_To do_:
1 - From the text on heat management elements, return the portion from "In some embodiments, the heat management elements may be an" to "or conductive properties.", copied verbatim.
2 - According to the text on heat management elements, what kinds of frequency welding may be used to couple the heat management elements to the base fabric?

_Passage to read_:
For example, the heat management elements may be positioned in such a way and be made of a material that is conducive for directing heat generated by the body. In one embodiment, the heat management elements may be configured to reflect the user's body heat toward the user's body, which may be particularly suitable in cold environments. In another embodiment, the heat management elements may be configured to conduct the user's body heat away from the user's body, which may be particularly suitable in warmer environments.

In various embodiments, the base fabric may include heat management elements disposed on an innermost surface of the body gear such that the elements are disposed to face the user's body and thus are in a position to manage body heat, as discussed above (e.g. reflect heat or conduct heat). In some other embodiments, the heat management elements may be disposed on the exterior surface of the body gear and/or base fabric such that they are exposed to the environment, which may allow the heat management elements, for example, to reflect heat away from the user, while allowing the base fabric to adequately perform the desired functions. In some embodiments, the heat management elements may perform these functions without adversely affecting the stretch, drape, feel, or other properties of the base fabric.

In some embodiments, the heat management elements may be an aluminum-based material (particularly suited for reflectivity), copper based material (particularly suited for conductivity) or another metal or metal alloy-based material. Non-metallic or alloy based materials may be used as heat directing materials in some embodiments, such as metallic plastic, mylar, or other man-made materials, provided that they have heat reflective or conductive properties.

In various embodiments, the heat management elements may be permanently coupled to the base fabric in a variety of ways, including, but not limited to gluing, heat pressing, printing, or stitching. In some embodiments, the heat management elements may be coupled to the base fabric by frequency welding, such as by radio or ultrasonic welding.

In various embodiments, the heat directing properties of the heat management elements may be influenced by the composition of the base fabric or the overall construction of the body gear. For example, a base fabric may be used that has significant insulating properties. When paired with heat management elements that have heat reflective properties, the insulative backing/lining may help limit any conductivity that may naturally occur and enhance the reflective properties of the heat management elements. In another example, the base fabric may provide little or no insulative properties, but may be coupled to an insulating layer disposed on the side of the base fabric opposite the heat directing material elements. The separate insulation layer may help reduce the potential for heat conductivity of the elements and enhance their reflectivity. In some embodiments, the heat management elements may become more conductive as the air layer between the garment and the wearer becomes more warm and humid. Such examples may be suitable for use in cold weather applications, for instance.

In various embodiments, a base fabric may be used that has little or no insulative properties. When paired with heat directing elements that are primarily configured to conduct heat, as opposed to reflecting heat, the base fabric and heat-directing elements may aid in removing excess body heat generated in warmer climates or when engaging in extreme physical activity. Such embodiments may be suitable for warm weather conditions.

_Listing_:

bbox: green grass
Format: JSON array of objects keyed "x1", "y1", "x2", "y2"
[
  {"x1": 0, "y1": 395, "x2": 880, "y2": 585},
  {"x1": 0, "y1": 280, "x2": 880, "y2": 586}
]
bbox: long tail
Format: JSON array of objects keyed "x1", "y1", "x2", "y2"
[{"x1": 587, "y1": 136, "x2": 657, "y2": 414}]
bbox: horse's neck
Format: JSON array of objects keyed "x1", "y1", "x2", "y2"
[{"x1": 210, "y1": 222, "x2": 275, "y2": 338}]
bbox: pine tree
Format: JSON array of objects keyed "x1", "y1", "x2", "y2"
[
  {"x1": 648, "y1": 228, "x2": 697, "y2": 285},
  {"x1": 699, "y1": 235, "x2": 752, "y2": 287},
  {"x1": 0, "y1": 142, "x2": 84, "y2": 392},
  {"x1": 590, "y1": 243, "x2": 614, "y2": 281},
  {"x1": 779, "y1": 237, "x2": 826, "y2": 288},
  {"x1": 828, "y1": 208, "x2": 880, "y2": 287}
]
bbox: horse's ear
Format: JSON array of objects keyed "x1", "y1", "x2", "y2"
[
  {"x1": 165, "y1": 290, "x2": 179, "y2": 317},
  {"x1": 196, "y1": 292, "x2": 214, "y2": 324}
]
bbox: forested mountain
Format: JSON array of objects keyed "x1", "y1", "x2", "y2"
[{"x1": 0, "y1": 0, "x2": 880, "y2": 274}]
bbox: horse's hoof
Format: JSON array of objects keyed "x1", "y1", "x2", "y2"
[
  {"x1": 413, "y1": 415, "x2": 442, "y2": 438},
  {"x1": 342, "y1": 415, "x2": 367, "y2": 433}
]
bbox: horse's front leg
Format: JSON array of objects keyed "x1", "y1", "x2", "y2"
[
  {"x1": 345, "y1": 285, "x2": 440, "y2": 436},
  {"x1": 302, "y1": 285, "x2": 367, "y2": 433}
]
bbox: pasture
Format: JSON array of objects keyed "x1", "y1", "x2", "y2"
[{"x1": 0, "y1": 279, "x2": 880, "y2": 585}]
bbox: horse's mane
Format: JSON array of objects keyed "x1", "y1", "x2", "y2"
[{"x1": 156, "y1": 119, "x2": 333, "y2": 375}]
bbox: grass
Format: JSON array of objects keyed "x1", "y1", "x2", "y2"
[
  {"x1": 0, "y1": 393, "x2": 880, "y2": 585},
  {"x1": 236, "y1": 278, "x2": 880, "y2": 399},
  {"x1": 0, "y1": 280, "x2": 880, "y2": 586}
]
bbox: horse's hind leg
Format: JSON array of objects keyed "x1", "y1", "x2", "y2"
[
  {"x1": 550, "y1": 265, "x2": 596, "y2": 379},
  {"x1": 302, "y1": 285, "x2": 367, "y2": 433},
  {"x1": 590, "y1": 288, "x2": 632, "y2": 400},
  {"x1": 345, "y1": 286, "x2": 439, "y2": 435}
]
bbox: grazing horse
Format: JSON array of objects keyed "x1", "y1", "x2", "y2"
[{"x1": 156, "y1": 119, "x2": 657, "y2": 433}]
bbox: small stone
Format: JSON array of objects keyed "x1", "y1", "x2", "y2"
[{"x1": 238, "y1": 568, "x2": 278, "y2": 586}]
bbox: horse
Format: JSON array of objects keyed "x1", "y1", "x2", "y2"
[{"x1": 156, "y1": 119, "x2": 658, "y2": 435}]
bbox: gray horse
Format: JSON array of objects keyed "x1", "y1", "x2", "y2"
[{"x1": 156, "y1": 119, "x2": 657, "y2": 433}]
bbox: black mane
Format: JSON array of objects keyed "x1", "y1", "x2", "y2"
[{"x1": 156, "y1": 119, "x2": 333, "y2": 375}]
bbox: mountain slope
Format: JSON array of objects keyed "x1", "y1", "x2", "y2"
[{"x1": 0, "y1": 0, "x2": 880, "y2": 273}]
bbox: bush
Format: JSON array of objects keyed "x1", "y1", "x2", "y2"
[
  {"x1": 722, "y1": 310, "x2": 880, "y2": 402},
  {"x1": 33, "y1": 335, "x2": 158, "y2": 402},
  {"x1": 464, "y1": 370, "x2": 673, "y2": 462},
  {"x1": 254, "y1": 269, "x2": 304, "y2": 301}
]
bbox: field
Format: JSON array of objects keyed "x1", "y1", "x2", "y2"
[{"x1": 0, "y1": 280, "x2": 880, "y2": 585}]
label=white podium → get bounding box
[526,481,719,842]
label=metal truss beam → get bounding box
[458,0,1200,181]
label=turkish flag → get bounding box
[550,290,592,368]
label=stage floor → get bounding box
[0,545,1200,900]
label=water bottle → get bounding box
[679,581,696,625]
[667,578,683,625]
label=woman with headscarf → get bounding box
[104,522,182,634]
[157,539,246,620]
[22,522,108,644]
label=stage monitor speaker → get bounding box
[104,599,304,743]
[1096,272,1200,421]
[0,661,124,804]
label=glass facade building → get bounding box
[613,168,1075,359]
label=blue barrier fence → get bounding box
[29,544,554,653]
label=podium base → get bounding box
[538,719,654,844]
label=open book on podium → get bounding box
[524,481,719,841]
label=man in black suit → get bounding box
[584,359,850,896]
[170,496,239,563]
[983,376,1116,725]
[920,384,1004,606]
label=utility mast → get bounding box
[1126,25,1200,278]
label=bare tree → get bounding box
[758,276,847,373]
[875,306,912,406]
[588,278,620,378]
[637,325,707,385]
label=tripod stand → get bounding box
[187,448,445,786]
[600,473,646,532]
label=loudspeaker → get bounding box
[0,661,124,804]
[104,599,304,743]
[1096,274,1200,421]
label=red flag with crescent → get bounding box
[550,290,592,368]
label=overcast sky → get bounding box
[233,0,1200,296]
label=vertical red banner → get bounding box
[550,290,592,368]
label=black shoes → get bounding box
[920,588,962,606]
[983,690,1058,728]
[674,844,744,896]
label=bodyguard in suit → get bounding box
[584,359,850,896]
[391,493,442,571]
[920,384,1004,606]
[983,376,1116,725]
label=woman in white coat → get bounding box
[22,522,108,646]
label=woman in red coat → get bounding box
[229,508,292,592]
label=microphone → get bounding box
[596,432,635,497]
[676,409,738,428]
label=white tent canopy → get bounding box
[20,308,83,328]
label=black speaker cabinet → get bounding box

_Answers to the problems_:
1 -
In some embodiments, the heat management elements may be an aluminum-based material (particularly suited for reflectivity), copper based material (particularly suited for conductivity) or another metal or metal alloy-based material. Non-metallic or alloy based materials may be used as heat directing materials in some embodiments, such as metallic plastic, mylar, or other man-made materials, provided that they have heat reflective or conductive properties.

2 - Radio or ultrasonic welding.